**Assignment:** Only a number is wanted: how many lines in the records below contain "background"?

Items from a data source
--------------------
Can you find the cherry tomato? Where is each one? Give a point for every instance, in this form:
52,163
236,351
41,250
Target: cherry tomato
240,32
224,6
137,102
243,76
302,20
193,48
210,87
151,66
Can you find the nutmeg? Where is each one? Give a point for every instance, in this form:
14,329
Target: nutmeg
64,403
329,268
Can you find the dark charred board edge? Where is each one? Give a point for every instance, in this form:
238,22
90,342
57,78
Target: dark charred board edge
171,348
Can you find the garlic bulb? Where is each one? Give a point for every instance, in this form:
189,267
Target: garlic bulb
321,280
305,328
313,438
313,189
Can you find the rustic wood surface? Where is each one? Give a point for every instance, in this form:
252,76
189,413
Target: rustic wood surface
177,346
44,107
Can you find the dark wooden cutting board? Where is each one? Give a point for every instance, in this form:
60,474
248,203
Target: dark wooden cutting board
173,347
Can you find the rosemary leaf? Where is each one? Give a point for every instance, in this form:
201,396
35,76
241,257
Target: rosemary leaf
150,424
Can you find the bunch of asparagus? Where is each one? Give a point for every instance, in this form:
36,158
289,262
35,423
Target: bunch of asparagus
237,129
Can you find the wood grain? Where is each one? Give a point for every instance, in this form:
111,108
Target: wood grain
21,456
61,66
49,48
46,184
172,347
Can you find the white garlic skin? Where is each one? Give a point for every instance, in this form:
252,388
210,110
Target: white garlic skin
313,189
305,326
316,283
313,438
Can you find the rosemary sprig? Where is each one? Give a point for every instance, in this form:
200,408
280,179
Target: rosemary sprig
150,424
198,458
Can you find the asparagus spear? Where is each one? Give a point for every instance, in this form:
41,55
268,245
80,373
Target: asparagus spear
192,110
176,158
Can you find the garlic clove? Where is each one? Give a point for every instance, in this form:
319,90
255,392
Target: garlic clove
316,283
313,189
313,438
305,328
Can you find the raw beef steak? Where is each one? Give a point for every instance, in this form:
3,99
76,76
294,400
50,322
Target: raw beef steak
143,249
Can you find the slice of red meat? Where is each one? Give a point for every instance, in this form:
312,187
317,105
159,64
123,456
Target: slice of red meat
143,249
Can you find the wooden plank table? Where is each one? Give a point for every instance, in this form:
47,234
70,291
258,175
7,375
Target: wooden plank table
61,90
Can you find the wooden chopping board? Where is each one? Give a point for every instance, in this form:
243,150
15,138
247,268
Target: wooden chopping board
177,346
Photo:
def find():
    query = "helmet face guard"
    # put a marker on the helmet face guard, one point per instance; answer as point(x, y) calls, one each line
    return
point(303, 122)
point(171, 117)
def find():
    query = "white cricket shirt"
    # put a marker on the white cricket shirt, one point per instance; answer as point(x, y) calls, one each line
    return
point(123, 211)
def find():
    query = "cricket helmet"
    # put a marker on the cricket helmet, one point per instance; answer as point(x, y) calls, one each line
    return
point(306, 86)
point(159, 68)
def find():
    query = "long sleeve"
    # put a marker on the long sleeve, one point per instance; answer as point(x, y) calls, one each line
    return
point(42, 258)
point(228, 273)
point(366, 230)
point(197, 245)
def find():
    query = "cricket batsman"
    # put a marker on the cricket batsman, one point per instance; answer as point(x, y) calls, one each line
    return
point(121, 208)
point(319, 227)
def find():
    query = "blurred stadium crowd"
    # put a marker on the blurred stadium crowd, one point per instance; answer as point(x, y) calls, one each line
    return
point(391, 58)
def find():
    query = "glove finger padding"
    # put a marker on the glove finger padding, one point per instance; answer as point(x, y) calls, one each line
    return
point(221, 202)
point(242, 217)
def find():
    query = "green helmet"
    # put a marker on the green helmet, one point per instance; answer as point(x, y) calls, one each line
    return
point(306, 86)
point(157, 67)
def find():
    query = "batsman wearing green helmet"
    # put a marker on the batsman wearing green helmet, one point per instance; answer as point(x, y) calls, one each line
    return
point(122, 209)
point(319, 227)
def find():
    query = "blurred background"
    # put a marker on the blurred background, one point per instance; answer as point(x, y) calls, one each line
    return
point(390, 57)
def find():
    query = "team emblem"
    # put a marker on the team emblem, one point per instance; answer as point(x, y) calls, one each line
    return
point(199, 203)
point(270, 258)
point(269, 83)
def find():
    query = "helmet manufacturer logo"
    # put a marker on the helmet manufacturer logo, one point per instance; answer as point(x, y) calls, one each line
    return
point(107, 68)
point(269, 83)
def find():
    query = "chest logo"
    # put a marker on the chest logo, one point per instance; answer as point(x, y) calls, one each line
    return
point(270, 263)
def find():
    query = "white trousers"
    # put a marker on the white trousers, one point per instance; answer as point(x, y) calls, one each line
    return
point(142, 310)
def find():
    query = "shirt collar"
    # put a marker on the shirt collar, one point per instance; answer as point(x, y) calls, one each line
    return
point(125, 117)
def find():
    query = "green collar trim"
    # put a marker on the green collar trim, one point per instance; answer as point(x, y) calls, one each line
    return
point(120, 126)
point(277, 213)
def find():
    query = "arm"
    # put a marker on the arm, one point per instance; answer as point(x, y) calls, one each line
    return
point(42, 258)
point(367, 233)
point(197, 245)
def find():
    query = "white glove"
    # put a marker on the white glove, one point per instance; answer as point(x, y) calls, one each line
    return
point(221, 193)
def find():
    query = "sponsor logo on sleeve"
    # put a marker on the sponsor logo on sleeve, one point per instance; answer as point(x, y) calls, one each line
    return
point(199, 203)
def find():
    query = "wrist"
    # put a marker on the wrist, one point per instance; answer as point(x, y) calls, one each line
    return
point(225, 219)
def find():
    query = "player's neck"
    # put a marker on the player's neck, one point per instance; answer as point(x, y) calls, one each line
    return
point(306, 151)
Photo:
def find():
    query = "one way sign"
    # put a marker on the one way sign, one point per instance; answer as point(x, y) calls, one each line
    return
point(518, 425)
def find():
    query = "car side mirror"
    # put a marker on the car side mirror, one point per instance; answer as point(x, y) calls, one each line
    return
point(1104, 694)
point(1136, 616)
--------------------
**Task solution:** 2